• TASK DETAILS: Could you recast each line of the listing below as a Markdown table with the columns "No." and "Line", numbering the rows, skipping blank lines and leaving out the pictures?

Data entries:
------------------------------------------------
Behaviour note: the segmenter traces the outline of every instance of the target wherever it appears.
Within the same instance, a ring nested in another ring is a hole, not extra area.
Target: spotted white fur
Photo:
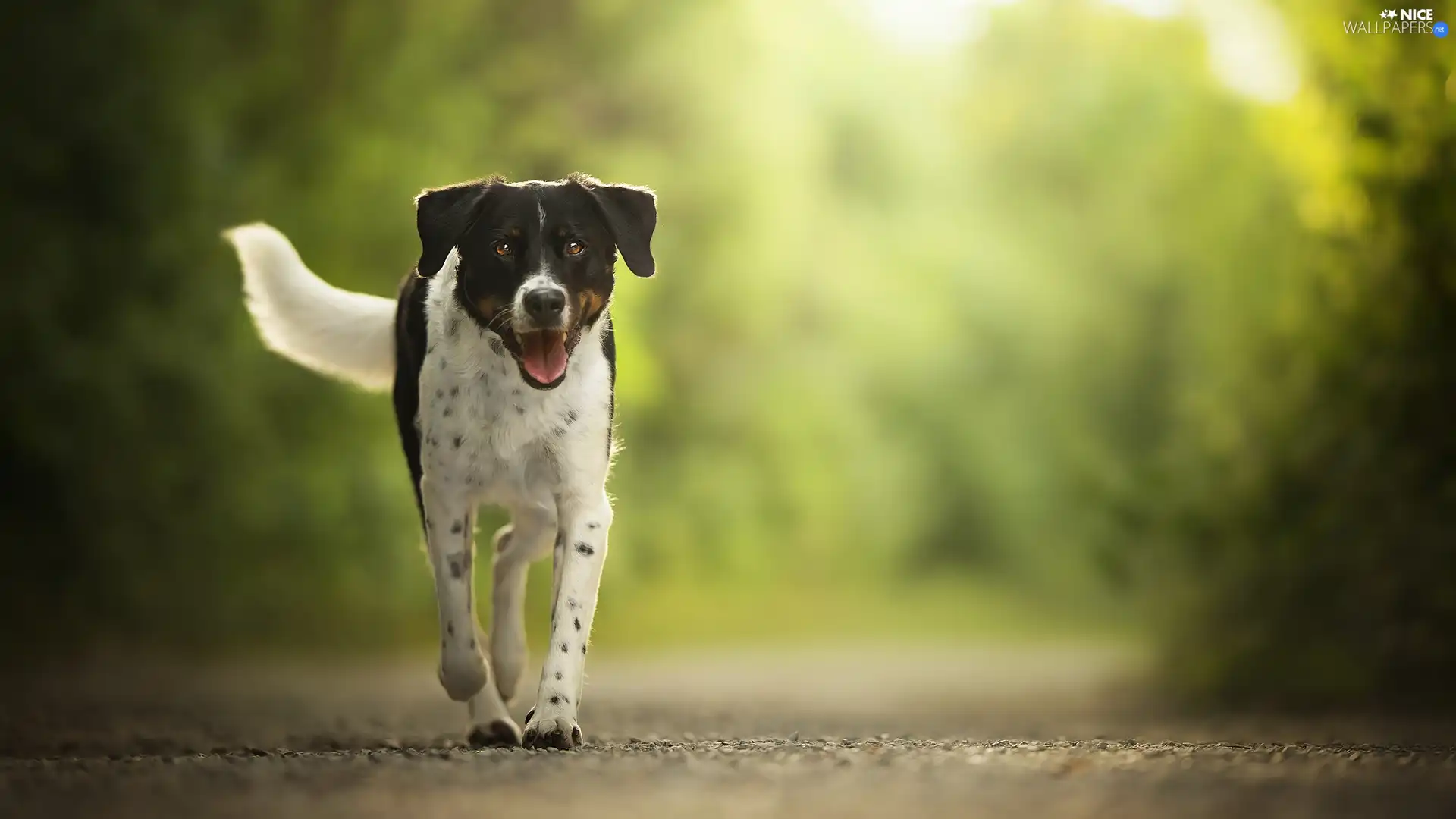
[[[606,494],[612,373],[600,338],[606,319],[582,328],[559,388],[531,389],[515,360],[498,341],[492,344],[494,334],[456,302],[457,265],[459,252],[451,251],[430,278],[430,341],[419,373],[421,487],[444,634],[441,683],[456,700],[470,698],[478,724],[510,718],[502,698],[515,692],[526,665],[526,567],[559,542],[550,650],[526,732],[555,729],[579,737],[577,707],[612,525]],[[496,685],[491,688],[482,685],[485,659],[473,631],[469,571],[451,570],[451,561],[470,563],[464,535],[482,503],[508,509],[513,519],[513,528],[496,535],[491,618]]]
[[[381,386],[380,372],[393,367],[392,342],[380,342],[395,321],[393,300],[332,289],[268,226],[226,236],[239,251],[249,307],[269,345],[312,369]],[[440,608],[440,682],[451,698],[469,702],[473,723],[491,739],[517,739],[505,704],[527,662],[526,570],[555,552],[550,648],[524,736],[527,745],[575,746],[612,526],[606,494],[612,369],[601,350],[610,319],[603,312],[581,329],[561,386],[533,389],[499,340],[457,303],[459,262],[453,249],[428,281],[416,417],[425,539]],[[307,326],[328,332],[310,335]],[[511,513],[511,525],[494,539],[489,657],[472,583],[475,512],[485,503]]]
------------------------------------------------
• THE SOLUTION:
| No. | Line |
|---|---|
| 1 | Behaviour note: the segmenter traces the outline of every instance of the target wherever it appears. |
| 2 | Within the same instance, a ring nested in another ring is a hole, not extra area. |
| 3 | Target: spotted white fur |
| 4 | Photo: |
| 5 | [[[606,494],[612,373],[600,338],[606,319],[582,328],[559,388],[531,389],[515,360],[498,341],[492,344],[494,334],[456,302],[457,265],[459,252],[451,251],[430,278],[430,341],[419,373],[421,487],[444,634],[441,683],[456,700],[470,698],[478,724],[510,718],[502,698],[515,692],[526,665],[526,567],[559,542],[550,650],[526,732],[555,729],[579,737],[577,707],[612,525]],[[496,685],[491,688],[482,685],[485,659],[473,631],[469,571],[451,570],[451,561],[470,563],[464,535],[482,503],[508,509],[513,519],[513,528],[496,535],[491,618]]] |
| 6 | [[[381,386],[380,372],[393,367],[392,342],[380,342],[395,321],[393,300],[332,289],[268,226],[226,236],[239,251],[249,307],[269,345],[312,369]],[[440,608],[440,682],[451,698],[469,702],[473,723],[491,739],[517,739],[505,704],[527,662],[526,570],[555,552],[550,648],[524,736],[527,745],[575,746],[612,526],[606,494],[612,369],[601,350],[610,319],[603,312],[581,329],[561,386],[533,389],[499,340],[457,303],[459,262],[453,249],[428,281],[416,417],[425,539]],[[307,326],[328,332],[310,335]],[[511,513],[511,525],[494,539],[489,657],[472,583],[475,512],[485,503]]] |